### 데이터 발췌:
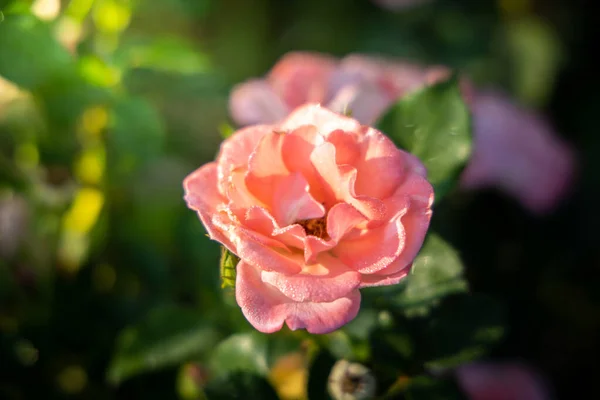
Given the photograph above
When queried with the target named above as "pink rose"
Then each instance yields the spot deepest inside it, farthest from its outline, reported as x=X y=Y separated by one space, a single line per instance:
x=483 y=381
x=514 y=150
x=316 y=207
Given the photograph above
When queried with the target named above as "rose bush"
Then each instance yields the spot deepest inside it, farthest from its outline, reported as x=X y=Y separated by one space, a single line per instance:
x=514 y=149
x=316 y=207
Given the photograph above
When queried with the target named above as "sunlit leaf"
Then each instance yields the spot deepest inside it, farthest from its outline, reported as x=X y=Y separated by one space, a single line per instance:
x=136 y=135
x=167 y=336
x=227 y=266
x=437 y=272
x=29 y=54
x=434 y=125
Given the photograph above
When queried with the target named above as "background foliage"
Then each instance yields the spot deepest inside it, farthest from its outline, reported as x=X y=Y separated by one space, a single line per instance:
x=108 y=286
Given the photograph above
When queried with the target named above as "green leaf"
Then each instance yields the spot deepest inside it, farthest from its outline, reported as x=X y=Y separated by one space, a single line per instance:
x=536 y=57
x=240 y=386
x=434 y=125
x=167 y=336
x=29 y=54
x=246 y=352
x=464 y=328
x=136 y=135
x=437 y=272
x=251 y=352
x=167 y=54
x=227 y=267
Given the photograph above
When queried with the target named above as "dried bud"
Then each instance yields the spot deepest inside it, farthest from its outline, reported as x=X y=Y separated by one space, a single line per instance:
x=351 y=381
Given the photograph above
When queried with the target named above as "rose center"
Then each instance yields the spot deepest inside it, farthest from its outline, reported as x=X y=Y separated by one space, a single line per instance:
x=315 y=227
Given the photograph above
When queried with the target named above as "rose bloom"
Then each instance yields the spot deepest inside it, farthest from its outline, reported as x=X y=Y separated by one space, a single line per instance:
x=316 y=207
x=515 y=150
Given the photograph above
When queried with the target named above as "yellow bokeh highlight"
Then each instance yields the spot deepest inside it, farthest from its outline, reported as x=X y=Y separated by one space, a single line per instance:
x=93 y=121
x=289 y=376
x=79 y=9
x=72 y=250
x=72 y=379
x=84 y=211
x=89 y=168
x=515 y=7
x=46 y=10
x=112 y=16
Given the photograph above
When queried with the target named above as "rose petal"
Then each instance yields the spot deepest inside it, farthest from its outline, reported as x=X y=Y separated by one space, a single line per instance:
x=255 y=102
x=266 y=167
x=347 y=149
x=373 y=280
x=365 y=102
x=260 y=220
x=339 y=183
x=264 y=252
x=238 y=194
x=235 y=152
x=375 y=249
x=325 y=120
x=324 y=281
x=380 y=167
x=292 y=201
x=201 y=194
x=266 y=308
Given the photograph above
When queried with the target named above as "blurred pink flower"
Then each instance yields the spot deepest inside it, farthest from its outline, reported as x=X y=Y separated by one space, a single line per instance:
x=482 y=381
x=316 y=207
x=518 y=152
x=514 y=149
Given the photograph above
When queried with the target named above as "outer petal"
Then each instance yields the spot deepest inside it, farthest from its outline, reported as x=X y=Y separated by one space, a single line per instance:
x=381 y=166
x=325 y=120
x=266 y=308
x=518 y=152
x=201 y=194
x=295 y=152
x=375 y=249
x=236 y=150
x=324 y=281
x=266 y=167
x=255 y=102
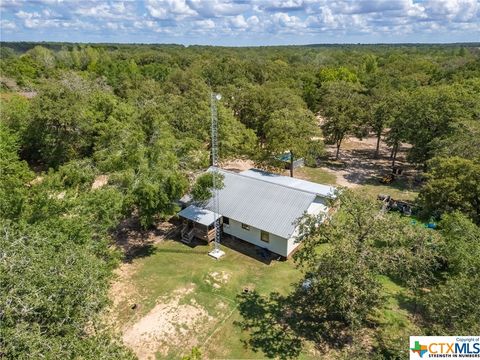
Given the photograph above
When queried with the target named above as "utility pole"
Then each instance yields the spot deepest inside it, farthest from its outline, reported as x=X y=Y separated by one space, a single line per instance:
x=216 y=252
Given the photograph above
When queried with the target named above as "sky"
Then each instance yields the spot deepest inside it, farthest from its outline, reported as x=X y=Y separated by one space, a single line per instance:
x=241 y=22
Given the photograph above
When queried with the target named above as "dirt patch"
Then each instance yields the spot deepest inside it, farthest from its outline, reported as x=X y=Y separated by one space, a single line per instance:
x=122 y=288
x=100 y=181
x=137 y=242
x=357 y=164
x=170 y=324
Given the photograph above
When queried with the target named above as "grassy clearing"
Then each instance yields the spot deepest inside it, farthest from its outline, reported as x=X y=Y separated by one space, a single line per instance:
x=395 y=320
x=173 y=266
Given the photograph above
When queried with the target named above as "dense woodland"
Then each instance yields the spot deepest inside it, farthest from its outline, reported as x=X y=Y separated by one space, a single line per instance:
x=139 y=114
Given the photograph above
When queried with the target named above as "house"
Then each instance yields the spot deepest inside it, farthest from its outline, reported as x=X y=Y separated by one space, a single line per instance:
x=258 y=207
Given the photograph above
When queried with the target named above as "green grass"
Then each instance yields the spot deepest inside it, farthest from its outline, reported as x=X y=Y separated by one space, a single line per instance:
x=317 y=175
x=175 y=266
x=394 y=319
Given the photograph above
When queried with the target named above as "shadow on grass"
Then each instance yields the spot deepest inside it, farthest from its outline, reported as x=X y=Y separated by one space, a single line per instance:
x=279 y=325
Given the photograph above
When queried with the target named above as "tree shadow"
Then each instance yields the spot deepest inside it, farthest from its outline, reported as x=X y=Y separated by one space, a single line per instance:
x=136 y=252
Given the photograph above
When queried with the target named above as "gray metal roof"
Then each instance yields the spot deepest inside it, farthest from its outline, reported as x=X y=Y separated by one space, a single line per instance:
x=199 y=215
x=319 y=189
x=262 y=204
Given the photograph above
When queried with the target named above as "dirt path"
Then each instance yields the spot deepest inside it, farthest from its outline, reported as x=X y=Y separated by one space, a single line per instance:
x=357 y=166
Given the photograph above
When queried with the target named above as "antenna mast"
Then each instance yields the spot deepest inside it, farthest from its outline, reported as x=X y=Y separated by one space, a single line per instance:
x=216 y=252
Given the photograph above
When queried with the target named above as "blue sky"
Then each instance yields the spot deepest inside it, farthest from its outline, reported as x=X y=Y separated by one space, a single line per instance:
x=241 y=22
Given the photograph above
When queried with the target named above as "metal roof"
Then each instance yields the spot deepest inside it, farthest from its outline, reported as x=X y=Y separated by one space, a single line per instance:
x=199 y=215
x=262 y=204
x=299 y=184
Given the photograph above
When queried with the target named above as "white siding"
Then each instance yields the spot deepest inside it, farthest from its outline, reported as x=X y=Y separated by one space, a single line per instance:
x=277 y=244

### 과제 내용:
위 기록에서 "shadow"라는 단어가 들어 있는 줄을 빠짐없이 나열하세요.

### 답변:
When queried with the target named above as "shadow on grass"
When queried with the target named above as "tree shadow"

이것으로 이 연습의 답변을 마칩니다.